- _EXERCISE INPUTS_:
[START]

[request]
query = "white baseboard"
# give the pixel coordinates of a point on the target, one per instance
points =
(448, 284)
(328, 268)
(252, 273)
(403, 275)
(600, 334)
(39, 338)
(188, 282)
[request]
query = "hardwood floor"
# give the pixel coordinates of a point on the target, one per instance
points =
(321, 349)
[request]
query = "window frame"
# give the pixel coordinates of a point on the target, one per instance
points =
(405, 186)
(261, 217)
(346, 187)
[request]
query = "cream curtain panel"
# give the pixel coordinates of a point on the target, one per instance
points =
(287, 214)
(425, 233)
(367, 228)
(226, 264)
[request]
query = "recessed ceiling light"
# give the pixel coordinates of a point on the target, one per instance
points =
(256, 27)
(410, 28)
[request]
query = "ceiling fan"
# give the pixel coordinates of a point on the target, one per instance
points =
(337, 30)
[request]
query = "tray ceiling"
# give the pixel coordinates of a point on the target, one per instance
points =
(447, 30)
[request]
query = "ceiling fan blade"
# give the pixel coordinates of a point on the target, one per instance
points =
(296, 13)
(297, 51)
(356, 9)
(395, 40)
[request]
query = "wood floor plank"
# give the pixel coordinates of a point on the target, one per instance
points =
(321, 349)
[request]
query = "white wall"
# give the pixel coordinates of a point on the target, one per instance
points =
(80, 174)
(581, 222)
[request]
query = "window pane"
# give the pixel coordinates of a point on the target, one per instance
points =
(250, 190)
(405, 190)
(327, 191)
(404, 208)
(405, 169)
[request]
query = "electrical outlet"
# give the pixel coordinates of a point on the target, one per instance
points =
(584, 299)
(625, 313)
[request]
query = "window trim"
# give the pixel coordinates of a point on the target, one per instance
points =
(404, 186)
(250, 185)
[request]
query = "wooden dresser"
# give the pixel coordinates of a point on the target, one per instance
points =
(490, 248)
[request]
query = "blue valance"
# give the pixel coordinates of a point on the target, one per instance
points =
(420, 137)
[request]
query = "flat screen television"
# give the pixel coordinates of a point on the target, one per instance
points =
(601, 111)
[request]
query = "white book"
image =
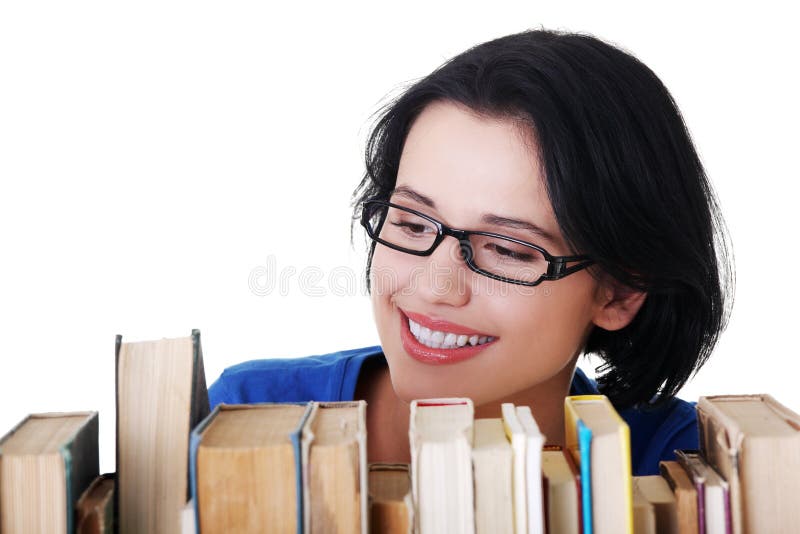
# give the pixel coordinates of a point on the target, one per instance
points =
(516, 435)
(441, 437)
(533, 469)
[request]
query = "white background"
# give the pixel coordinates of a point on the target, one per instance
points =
(153, 154)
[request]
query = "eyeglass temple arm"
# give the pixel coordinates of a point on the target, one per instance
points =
(557, 267)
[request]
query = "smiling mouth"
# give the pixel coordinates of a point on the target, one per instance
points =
(439, 339)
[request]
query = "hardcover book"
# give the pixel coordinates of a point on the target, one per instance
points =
(754, 443)
(46, 462)
(391, 505)
(492, 462)
(161, 395)
(596, 433)
(561, 486)
(95, 508)
(441, 437)
(246, 468)
(334, 466)
(713, 504)
(685, 496)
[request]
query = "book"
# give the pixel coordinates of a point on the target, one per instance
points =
(246, 468)
(685, 495)
(94, 512)
(334, 466)
(516, 436)
(595, 432)
(561, 487)
(161, 395)
(391, 505)
(492, 463)
(754, 443)
(658, 495)
(644, 516)
(46, 462)
(441, 437)
(188, 518)
(713, 505)
(533, 469)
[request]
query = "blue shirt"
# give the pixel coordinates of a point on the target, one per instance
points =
(655, 434)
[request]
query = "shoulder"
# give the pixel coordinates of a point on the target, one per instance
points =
(323, 377)
(655, 433)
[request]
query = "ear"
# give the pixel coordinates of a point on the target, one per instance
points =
(616, 304)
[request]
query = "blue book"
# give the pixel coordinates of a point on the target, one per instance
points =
(239, 447)
(585, 446)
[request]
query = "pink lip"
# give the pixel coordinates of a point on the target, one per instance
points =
(425, 354)
(440, 324)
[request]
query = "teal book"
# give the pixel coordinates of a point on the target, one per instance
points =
(46, 462)
(161, 395)
(246, 468)
(585, 445)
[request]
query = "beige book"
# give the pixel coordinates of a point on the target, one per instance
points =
(441, 437)
(247, 468)
(189, 518)
(685, 495)
(644, 514)
(561, 491)
(46, 462)
(161, 395)
(713, 495)
(334, 465)
(391, 505)
(609, 459)
(492, 463)
(658, 493)
(94, 512)
(754, 442)
(516, 436)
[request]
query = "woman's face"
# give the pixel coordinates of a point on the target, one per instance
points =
(458, 167)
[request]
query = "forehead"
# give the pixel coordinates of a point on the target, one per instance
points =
(471, 164)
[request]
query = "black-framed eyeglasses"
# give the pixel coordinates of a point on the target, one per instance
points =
(497, 256)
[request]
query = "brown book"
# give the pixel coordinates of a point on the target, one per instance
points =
(246, 462)
(562, 491)
(46, 462)
(95, 509)
(685, 496)
(754, 442)
(656, 491)
(334, 460)
(161, 395)
(391, 508)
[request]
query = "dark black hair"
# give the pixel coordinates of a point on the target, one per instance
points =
(625, 182)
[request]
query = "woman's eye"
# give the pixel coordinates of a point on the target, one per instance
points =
(409, 227)
(514, 255)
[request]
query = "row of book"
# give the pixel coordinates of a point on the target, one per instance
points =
(302, 468)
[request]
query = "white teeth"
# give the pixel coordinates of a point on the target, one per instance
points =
(447, 340)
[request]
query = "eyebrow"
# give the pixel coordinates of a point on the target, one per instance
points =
(489, 218)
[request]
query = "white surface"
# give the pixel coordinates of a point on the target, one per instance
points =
(153, 154)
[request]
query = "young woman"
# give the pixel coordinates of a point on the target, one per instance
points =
(534, 199)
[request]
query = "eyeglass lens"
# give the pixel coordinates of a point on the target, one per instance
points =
(498, 256)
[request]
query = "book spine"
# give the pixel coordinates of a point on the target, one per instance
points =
(585, 445)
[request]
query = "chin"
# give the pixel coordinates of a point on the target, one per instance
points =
(410, 384)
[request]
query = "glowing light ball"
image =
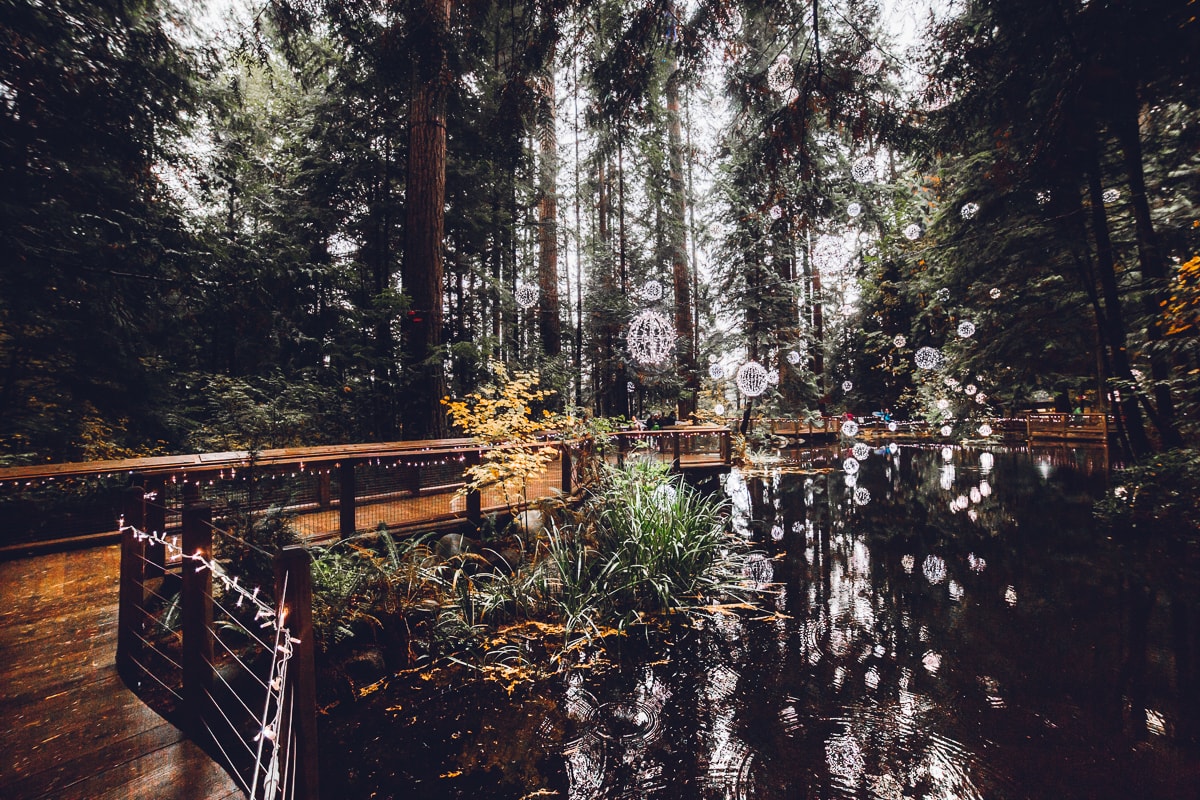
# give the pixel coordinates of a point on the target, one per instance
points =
(751, 379)
(929, 358)
(651, 337)
(870, 62)
(526, 296)
(864, 170)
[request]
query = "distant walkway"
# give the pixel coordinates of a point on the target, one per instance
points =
(69, 727)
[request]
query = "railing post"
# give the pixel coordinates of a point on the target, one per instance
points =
(131, 593)
(300, 720)
(196, 599)
(474, 499)
(346, 494)
(564, 450)
(156, 523)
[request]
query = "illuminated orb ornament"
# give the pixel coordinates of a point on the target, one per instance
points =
(652, 290)
(651, 337)
(870, 62)
(864, 170)
(934, 567)
(929, 358)
(751, 379)
(779, 76)
(526, 296)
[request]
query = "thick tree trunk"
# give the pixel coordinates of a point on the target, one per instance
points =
(677, 232)
(425, 224)
(549, 324)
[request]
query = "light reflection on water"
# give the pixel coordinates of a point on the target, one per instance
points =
(917, 651)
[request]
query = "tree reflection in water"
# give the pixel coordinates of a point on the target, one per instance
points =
(971, 639)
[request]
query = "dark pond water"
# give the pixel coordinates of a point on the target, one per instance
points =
(951, 626)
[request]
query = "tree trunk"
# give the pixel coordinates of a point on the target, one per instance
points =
(549, 324)
(677, 222)
(425, 224)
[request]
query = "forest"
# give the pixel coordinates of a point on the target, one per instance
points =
(299, 222)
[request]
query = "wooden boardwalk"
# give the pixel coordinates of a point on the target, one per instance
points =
(70, 727)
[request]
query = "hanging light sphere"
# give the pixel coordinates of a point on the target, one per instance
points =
(929, 358)
(651, 337)
(751, 379)
(870, 62)
(864, 170)
(526, 296)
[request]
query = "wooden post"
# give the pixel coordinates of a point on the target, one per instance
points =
(346, 494)
(299, 720)
(156, 523)
(564, 450)
(197, 615)
(474, 499)
(131, 594)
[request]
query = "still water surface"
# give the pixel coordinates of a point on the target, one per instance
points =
(946, 625)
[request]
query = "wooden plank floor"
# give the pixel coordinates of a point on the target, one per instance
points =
(69, 727)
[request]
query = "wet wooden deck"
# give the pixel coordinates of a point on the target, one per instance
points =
(69, 727)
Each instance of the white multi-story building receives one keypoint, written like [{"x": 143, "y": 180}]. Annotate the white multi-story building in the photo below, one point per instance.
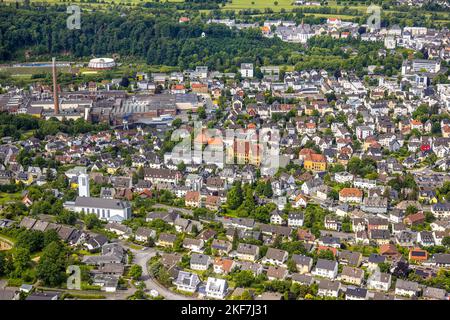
[
  {"x": 216, "y": 288},
  {"x": 83, "y": 185},
  {"x": 104, "y": 209},
  {"x": 247, "y": 70}
]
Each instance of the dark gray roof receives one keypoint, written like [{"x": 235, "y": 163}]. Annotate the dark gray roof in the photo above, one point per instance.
[
  {"x": 301, "y": 259},
  {"x": 356, "y": 292},
  {"x": 326, "y": 264},
  {"x": 101, "y": 203}
]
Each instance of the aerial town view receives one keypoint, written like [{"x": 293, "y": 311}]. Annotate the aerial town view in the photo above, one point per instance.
[{"x": 224, "y": 150}]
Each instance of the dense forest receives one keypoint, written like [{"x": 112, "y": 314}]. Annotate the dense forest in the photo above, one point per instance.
[{"x": 157, "y": 40}]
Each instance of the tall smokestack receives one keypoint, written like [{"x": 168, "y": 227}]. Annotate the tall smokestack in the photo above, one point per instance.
[{"x": 55, "y": 86}]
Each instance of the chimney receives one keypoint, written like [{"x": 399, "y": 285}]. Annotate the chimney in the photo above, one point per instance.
[{"x": 55, "y": 86}]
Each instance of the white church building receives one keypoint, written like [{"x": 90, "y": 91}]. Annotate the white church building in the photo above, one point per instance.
[{"x": 105, "y": 209}]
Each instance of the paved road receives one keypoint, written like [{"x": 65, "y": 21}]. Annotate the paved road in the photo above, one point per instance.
[
  {"x": 182, "y": 210},
  {"x": 141, "y": 257}
]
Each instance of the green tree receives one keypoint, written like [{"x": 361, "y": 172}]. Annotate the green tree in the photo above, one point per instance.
[
  {"x": 234, "y": 196},
  {"x": 135, "y": 272},
  {"x": 92, "y": 221},
  {"x": 52, "y": 264}
]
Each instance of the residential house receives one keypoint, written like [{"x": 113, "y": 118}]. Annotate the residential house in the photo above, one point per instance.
[
  {"x": 275, "y": 256},
  {"x": 326, "y": 268}
]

[END]

- _YOUR GOAL_:
Extract, unchanged, the closing run of lines that opens with the line containing "Each instance of the tall" and ends with the last line.

- _ANSWER TO THE TASK_:
Each instance of the tall smokestack receives one keypoint, written like [{"x": 168, "y": 227}]. Annotate the tall smokestack in the photo above, one point per instance.
[{"x": 55, "y": 86}]
Each instance of the chimney receives one keypoint, written like [{"x": 399, "y": 285}]. Annotate the chimney in the photo above, one point per instance.
[{"x": 55, "y": 86}]
Each instance of the white church building receives one keypoint, written like [{"x": 90, "y": 91}]. Annotate the white church building in the photo above, one point per instance.
[{"x": 105, "y": 209}]
Each instance of the paved road receives one keypoint, written like [{"x": 65, "y": 21}]. Annotate the paved road in the photo above, one point per instance.
[
  {"x": 182, "y": 210},
  {"x": 141, "y": 257}
]
Each instance of the green tree receives one keypoint, written like [{"x": 361, "y": 172}]. Annotate the green tree in the photo above, one point per instance.
[
  {"x": 234, "y": 196},
  {"x": 135, "y": 272},
  {"x": 92, "y": 221},
  {"x": 52, "y": 264}
]
Each instance of the residential house receives one keypoint, written like [{"x": 113, "y": 118}]. Annotate the residential house in the photo above, one point per instance.
[
  {"x": 275, "y": 256},
  {"x": 326, "y": 268}
]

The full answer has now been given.